WHAT IS REQUIRED | Please pick out each line in the records that contains the word "lips" and copy those lines.

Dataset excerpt
## BEGIN
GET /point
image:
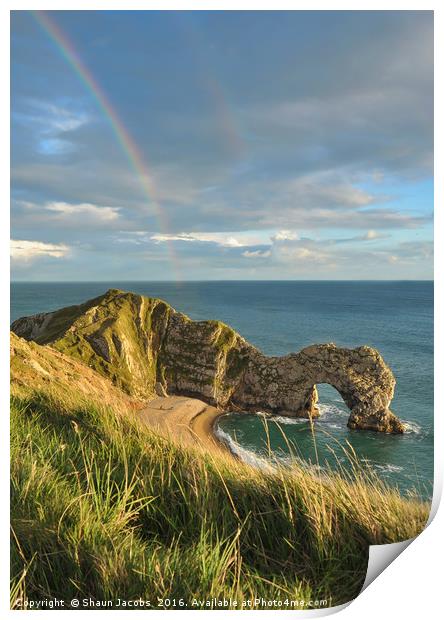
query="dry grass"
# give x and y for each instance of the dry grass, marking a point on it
(103, 508)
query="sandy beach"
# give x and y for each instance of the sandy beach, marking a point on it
(186, 420)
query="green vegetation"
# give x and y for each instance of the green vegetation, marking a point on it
(102, 508)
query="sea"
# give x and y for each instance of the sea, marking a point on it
(282, 317)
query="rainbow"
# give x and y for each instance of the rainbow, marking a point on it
(124, 139)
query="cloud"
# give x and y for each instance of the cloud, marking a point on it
(26, 251)
(230, 240)
(257, 254)
(95, 212)
(284, 235)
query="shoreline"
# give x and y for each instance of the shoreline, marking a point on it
(187, 421)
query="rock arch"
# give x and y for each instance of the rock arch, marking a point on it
(287, 385)
(144, 345)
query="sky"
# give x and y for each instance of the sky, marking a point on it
(241, 145)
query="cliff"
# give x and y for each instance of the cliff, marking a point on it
(144, 346)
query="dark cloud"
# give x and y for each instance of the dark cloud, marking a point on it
(245, 121)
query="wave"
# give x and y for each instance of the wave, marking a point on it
(412, 427)
(388, 468)
(284, 420)
(244, 454)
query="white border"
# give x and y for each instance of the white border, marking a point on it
(411, 586)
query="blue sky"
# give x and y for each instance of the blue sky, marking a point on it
(279, 145)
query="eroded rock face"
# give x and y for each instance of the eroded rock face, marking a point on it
(145, 347)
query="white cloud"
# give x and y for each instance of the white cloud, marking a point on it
(228, 240)
(22, 250)
(257, 254)
(284, 235)
(95, 212)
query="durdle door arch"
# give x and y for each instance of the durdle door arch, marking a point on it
(144, 345)
(287, 385)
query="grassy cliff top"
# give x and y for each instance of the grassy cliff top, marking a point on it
(103, 508)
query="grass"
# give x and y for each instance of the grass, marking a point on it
(104, 509)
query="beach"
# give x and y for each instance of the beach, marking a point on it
(188, 421)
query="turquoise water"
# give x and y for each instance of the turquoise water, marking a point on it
(280, 317)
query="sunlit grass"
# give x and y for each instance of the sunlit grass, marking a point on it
(103, 508)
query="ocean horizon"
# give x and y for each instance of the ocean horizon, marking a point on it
(279, 317)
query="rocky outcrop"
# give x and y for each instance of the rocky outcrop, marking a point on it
(145, 347)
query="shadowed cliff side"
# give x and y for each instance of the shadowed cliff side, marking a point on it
(144, 346)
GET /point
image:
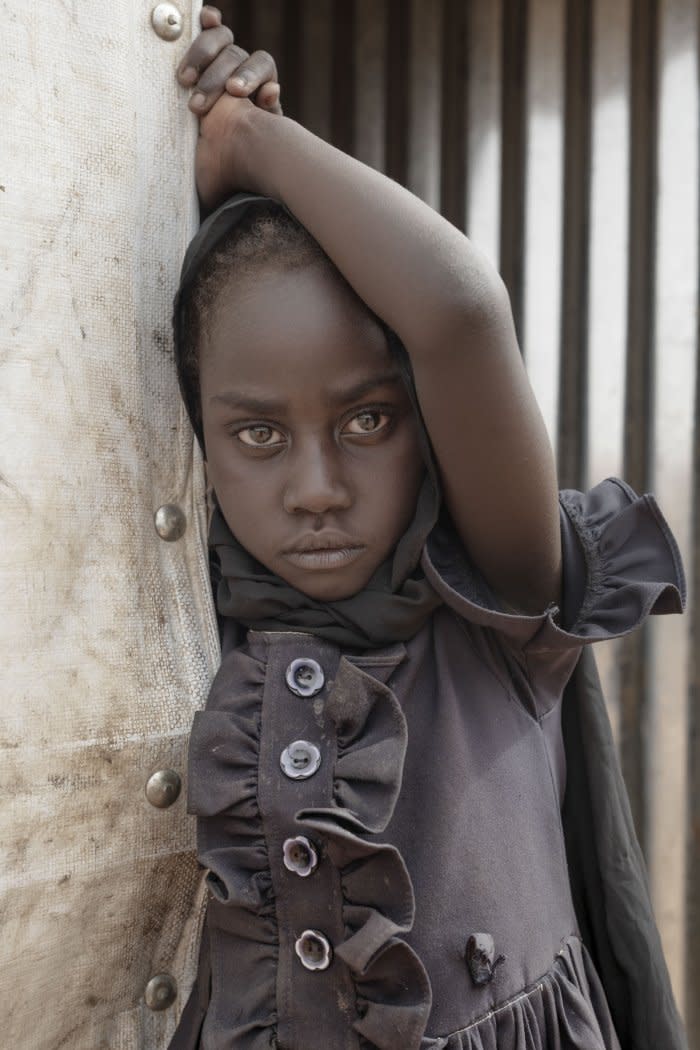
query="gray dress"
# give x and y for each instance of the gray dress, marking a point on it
(383, 830)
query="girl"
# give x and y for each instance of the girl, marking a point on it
(380, 771)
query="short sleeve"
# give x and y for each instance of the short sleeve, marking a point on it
(620, 563)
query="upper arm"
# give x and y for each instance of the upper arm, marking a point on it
(493, 453)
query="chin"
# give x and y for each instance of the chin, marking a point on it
(329, 590)
(330, 586)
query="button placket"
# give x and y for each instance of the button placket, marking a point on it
(304, 677)
(308, 891)
(299, 856)
(300, 760)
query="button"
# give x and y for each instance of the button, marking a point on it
(170, 522)
(304, 677)
(314, 950)
(300, 760)
(299, 856)
(480, 956)
(163, 789)
(161, 992)
(167, 21)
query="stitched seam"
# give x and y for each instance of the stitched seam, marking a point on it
(527, 993)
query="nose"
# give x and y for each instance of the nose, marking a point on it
(316, 483)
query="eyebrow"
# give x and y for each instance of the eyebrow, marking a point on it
(235, 399)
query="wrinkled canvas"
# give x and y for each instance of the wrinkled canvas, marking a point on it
(107, 635)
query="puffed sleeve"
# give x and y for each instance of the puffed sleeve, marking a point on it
(620, 563)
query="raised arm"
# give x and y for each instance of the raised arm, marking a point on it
(450, 310)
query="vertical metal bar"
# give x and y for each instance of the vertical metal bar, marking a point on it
(397, 91)
(574, 278)
(638, 428)
(484, 142)
(369, 101)
(676, 306)
(424, 131)
(545, 122)
(453, 134)
(317, 62)
(342, 95)
(512, 152)
(289, 61)
(268, 29)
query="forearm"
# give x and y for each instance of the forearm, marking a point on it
(415, 270)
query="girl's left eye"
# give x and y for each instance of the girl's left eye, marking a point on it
(368, 421)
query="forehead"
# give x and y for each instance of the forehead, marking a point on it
(284, 331)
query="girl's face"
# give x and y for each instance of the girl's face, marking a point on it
(312, 440)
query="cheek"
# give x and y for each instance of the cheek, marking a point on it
(393, 483)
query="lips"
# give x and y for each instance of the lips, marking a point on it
(323, 550)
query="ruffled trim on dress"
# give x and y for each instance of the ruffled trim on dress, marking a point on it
(223, 784)
(564, 1010)
(623, 564)
(394, 996)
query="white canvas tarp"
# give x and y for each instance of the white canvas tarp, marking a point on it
(107, 637)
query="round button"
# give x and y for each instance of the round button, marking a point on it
(170, 522)
(304, 677)
(163, 789)
(299, 856)
(161, 992)
(300, 760)
(167, 21)
(314, 950)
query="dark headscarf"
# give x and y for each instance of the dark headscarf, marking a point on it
(398, 599)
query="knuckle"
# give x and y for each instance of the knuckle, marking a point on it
(264, 61)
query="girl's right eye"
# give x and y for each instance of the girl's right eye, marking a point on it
(259, 436)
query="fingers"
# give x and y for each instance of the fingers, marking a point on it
(268, 98)
(212, 82)
(202, 53)
(257, 69)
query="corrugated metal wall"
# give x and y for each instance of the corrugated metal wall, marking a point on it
(563, 137)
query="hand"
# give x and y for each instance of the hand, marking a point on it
(223, 162)
(213, 64)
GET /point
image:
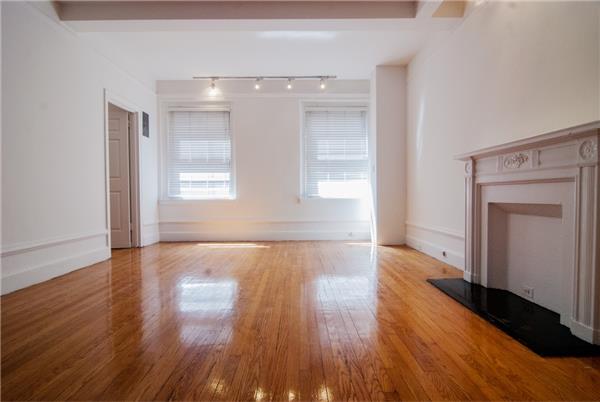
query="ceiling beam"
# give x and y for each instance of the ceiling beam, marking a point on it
(441, 9)
(232, 10)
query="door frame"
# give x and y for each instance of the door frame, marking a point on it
(135, 114)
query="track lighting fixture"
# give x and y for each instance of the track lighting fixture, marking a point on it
(213, 87)
(258, 80)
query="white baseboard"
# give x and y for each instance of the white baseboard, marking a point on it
(263, 231)
(34, 264)
(441, 244)
(585, 332)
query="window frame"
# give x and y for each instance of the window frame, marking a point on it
(195, 107)
(306, 106)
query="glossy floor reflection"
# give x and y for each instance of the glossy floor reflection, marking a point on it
(267, 321)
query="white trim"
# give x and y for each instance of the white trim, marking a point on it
(272, 235)
(163, 127)
(454, 258)
(262, 230)
(553, 137)
(307, 105)
(262, 221)
(437, 229)
(134, 176)
(24, 247)
(584, 332)
(150, 234)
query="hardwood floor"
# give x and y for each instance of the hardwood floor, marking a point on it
(267, 321)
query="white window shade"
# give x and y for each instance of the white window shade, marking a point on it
(336, 160)
(199, 155)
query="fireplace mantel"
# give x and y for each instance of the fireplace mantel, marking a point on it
(564, 156)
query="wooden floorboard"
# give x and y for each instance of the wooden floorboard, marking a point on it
(267, 321)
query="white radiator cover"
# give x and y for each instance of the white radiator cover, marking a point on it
(553, 176)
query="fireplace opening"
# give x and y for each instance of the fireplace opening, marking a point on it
(525, 251)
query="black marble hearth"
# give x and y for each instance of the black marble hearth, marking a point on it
(533, 325)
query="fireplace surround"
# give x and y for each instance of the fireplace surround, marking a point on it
(532, 213)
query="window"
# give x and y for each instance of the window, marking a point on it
(336, 158)
(199, 159)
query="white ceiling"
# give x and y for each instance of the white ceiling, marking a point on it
(171, 50)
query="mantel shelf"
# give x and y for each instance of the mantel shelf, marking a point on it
(550, 138)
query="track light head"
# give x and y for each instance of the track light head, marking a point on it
(213, 87)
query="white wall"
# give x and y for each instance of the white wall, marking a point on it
(511, 70)
(267, 142)
(388, 126)
(53, 149)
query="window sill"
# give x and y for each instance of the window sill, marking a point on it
(328, 199)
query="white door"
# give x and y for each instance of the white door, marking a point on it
(118, 152)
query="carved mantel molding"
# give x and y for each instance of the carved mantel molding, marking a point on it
(568, 155)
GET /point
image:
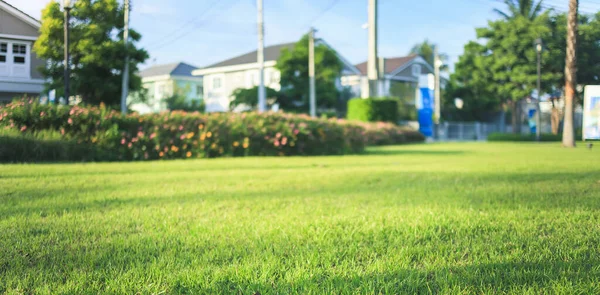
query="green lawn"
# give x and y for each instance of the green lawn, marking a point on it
(444, 218)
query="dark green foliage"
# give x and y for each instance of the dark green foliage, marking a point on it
(99, 133)
(178, 102)
(46, 146)
(373, 110)
(96, 47)
(293, 65)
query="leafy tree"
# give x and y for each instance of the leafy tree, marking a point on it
(588, 51)
(510, 43)
(529, 9)
(426, 49)
(293, 65)
(96, 47)
(249, 97)
(471, 81)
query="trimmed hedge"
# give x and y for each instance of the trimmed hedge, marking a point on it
(101, 134)
(522, 137)
(373, 110)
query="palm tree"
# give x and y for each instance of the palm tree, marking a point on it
(570, 74)
(527, 8)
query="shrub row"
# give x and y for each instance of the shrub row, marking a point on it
(98, 133)
(373, 110)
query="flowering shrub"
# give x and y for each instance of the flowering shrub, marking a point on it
(173, 135)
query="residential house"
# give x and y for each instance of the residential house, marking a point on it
(399, 77)
(162, 81)
(19, 65)
(223, 78)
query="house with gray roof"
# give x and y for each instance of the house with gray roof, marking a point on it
(223, 78)
(19, 65)
(399, 77)
(163, 81)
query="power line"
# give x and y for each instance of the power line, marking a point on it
(324, 11)
(191, 21)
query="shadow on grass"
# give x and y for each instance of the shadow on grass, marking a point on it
(488, 191)
(576, 276)
(177, 259)
(397, 152)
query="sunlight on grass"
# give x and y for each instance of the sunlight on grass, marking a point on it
(442, 218)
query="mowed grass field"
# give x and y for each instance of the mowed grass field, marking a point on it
(473, 218)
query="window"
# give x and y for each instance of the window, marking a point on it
(14, 59)
(160, 91)
(275, 77)
(217, 83)
(3, 51)
(19, 49)
(19, 53)
(416, 70)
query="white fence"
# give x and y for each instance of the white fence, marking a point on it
(470, 131)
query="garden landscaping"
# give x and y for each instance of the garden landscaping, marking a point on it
(477, 218)
(32, 132)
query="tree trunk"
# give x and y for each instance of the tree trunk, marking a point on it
(519, 113)
(554, 119)
(514, 116)
(570, 75)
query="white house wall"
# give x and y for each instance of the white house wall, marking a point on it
(218, 99)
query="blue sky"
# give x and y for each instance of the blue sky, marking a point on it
(202, 32)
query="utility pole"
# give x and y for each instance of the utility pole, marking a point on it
(372, 68)
(437, 93)
(311, 73)
(67, 7)
(125, 84)
(262, 100)
(570, 75)
(538, 111)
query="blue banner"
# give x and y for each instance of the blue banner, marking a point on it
(425, 111)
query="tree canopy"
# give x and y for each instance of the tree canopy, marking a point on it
(293, 65)
(96, 47)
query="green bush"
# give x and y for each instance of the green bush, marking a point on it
(522, 137)
(373, 110)
(45, 146)
(98, 134)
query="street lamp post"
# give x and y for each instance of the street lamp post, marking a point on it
(538, 129)
(67, 7)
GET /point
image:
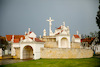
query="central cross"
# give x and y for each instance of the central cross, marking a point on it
(50, 20)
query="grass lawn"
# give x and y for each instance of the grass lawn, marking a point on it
(87, 62)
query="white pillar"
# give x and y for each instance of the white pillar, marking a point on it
(50, 20)
(44, 32)
(77, 32)
(59, 43)
(21, 52)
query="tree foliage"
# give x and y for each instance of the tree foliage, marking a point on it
(98, 22)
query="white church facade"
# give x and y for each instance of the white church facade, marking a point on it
(28, 46)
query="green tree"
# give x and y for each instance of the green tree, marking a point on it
(98, 21)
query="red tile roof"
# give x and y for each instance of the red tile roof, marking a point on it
(59, 27)
(16, 37)
(38, 40)
(76, 36)
(29, 33)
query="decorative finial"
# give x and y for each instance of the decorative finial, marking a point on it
(44, 32)
(28, 29)
(50, 20)
(25, 32)
(40, 36)
(77, 32)
(64, 23)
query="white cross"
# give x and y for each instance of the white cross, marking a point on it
(50, 20)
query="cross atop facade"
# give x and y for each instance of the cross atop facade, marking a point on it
(50, 20)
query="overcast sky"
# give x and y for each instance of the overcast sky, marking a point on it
(16, 16)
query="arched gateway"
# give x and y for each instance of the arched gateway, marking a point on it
(64, 42)
(28, 52)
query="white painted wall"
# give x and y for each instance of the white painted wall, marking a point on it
(97, 48)
(0, 52)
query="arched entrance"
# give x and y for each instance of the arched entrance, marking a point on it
(27, 52)
(64, 43)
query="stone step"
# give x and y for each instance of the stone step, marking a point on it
(7, 57)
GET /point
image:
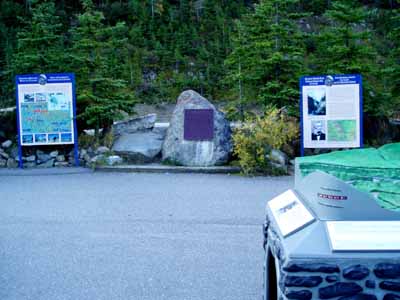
## END
TASK ANSWER |
query="lips"
# give x and y for each instance of the lips, marking a point on it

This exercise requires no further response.